**REQUIRED TASK:** Reproduce each of the lines below word for word, with nothing changed.

○ ○ ○ ○ ○

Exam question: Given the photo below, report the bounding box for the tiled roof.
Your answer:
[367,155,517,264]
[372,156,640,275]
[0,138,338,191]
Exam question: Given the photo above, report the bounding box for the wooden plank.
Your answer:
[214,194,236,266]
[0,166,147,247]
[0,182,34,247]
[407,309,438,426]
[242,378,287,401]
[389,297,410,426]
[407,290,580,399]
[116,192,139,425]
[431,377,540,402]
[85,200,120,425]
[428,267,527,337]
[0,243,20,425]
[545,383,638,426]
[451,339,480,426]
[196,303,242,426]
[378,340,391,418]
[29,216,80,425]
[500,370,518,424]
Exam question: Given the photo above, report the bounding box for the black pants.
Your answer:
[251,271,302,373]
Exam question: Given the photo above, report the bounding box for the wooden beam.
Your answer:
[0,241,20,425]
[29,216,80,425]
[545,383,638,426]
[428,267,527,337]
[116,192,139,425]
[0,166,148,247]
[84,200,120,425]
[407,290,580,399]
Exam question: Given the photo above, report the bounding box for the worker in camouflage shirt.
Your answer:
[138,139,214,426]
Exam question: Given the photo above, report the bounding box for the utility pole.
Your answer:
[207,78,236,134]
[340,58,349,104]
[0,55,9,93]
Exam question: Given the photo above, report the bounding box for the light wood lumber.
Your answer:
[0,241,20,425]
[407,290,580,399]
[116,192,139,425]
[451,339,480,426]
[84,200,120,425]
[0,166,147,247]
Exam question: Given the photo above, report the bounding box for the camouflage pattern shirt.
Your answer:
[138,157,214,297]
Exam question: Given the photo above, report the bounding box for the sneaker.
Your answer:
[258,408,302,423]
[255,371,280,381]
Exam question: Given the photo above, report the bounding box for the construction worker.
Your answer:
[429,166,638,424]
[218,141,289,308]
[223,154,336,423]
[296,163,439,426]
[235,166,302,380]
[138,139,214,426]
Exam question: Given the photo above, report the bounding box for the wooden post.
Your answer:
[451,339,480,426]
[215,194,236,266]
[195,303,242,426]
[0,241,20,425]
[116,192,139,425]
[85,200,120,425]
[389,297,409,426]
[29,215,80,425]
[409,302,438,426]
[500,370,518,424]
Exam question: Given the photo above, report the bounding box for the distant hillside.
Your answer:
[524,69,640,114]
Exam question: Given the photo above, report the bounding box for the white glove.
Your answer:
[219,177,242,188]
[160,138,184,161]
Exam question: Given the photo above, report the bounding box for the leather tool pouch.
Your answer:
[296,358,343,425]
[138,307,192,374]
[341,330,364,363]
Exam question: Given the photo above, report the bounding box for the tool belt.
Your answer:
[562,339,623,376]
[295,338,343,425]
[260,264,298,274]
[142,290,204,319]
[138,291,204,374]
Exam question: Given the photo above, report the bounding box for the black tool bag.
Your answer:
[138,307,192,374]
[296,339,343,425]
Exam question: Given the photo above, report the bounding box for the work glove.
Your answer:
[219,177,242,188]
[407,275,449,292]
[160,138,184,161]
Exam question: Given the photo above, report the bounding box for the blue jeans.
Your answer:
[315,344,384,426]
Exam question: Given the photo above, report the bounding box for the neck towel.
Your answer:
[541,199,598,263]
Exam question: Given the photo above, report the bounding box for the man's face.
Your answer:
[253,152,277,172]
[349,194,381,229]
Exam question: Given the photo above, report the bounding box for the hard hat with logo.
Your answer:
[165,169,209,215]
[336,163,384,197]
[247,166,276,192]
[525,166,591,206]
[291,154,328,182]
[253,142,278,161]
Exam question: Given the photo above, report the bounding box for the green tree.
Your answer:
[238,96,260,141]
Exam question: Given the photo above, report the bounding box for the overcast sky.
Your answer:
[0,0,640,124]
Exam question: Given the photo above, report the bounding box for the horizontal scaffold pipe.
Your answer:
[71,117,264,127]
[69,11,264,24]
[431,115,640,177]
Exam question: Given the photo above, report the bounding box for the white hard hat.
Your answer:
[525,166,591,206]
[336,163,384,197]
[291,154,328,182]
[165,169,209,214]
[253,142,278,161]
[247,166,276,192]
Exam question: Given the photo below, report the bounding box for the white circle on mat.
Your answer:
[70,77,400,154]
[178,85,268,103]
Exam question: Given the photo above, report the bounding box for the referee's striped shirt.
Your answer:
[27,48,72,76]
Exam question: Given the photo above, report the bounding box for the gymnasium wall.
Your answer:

○ ○ ○ ○ ○

**THE ANSWER:**
Exam question: Given the photo below, report the bounding box for the tiled roof.
Your answer:
[367,155,517,264]
[372,156,640,275]
[0,138,338,191]
Exam question: Given the photo above, report the bounding box for the wooden plank.
Your answer:
[214,194,236,266]
[0,166,147,247]
[0,182,34,247]
[407,309,438,426]
[242,378,287,401]
[389,297,410,426]
[407,290,580,399]
[116,192,139,425]
[431,377,540,402]
[85,200,120,425]
[428,267,527,337]
[0,243,20,425]
[545,383,638,426]
[451,339,480,426]
[196,303,242,426]
[378,340,391,418]
[29,216,80,425]
[500,370,518,424]
Exam question: Given the photo above, report the bounding box for the black pants.
Your answer:
[251,271,302,373]
Exam question: Given the photo above, report the bounding box for the wooden beam.
Your answer:
[0,241,20,425]
[29,216,80,425]
[545,383,638,426]
[428,267,527,337]
[116,192,139,425]
[0,166,148,247]
[84,200,120,425]
[407,290,580,399]
Exam question: Given the photo above, report the bounding box for the worker in camouflage shirt.
Your answer:
[138,139,214,426]
Exam question: Given the photo above, report the bounding box for the utility pole.
Your answer:
[207,78,236,134]
[340,58,349,104]
[0,55,9,93]
Exam question: Given the photo above, report the bounding box for the light wood lumber.
Your answer:
[0,241,20,425]
[407,290,580,399]
[116,192,139,425]
[451,339,480,426]
[84,200,120,425]
[0,166,147,247]
Exam question: Given the photo above, report the bounding box for the camouflage pattern shirt.
Your answer:
[138,157,214,297]
Exam question: Given the photo above, report the bounding box for the sneaker.
Your answer:
[258,408,302,423]
[255,371,280,381]
Exam question: Given the photo above, report the bounding box for the construction worker.
Your answer:
[429,166,638,424]
[218,141,289,308]
[223,154,336,423]
[296,163,439,426]
[235,166,302,380]
[138,139,214,426]
Exam question: Given the photo above, report the bounding box for the wooden post.
Your answer:
[451,339,480,426]
[215,194,236,266]
[195,303,242,426]
[0,241,20,425]
[116,192,139,425]
[85,200,120,425]
[389,297,409,426]
[29,215,80,425]
[409,302,438,426]
[500,370,518,424]
Exam question: Given the photo above, report the bounding box for the distant hillside.
Your answer:
[524,69,640,114]
Exam question: Given the photo above, report the bounding box for the white glove.
Your answer:
[219,177,242,188]
[160,138,184,161]
Exam question: Given the photo above, report the bounding box for the leather tool pouch.
Your answer:
[296,358,343,425]
[138,307,192,374]
[341,330,364,363]
Exam question: Given the photo above, report the bounding box for the tool belt.
Your answer:
[562,339,623,376]
[295,338,343,425]
[260,264,298,274]
[142,290,204,319]
[138,291,204,374]
Exam question: Given the photo above, report the bounding box for the black tool bag.
Your answer:
[138,307,192,374]
[296,339,343,425]
Exam question: Given the photo above, report the bounding box for the work glove.
Your answer:
[219,177,242,188]
[407,275,449,292]
[160,138,184,161]
Exam question: Given the photo above, report the bounding box for the blue jeans.
Your answer:
[315,344,384,426]
Exam question: Given the photo above, report the bounding box for the neck towel.
Your answer:
[541,199,598,263]
Exam question: Given the photo above, report the bounding box for the man's face.
Your answer:
[253,152,277,172]
[349,194,381,229]
Exam question: Given the photo above, report the bounding box for the hard hat with logo.
Your answer:
[165,169,209,215]
[336,163,384,197]
[247,166,276,192]
[525,166,591,206]
[291,154,328,182]
[253,142,278,161]
Exam question: Given the photo above, report the bounding box for the green tree.
Your answer:
[238,96,260,141]
Exam question: Given the photo above, report the bounding box for the overcast sky.
Your answer:
[0,0,640,124]
Exam question: Given the photo above, report the bounding box for the horizontal scaffold pipe.
Your answer:
[71,117,264,127]
[69,11,264,24]
[431,115,640,177]
Exam question: Given the photo above, report the bounding box for the white hard hat.
Your answer:
[525,166,591,206]
[336,163,384,197]
[291,154,328,182]
[165,169,209,214]
[253,142,278,161]
[247,166,276,192]
Exam question: Given the photo below, report the bounding box for the white circle on mat.
Your answer:
[70,77,400,154]
[178,85,268,103]
Exam question: Given the photo above, report the bounding box for the referee's striped shirt.
Your answer:
[27,48,72,76]
Exam question: Given the photo above, report the bounding box for the gymnasium wall.
Your answer:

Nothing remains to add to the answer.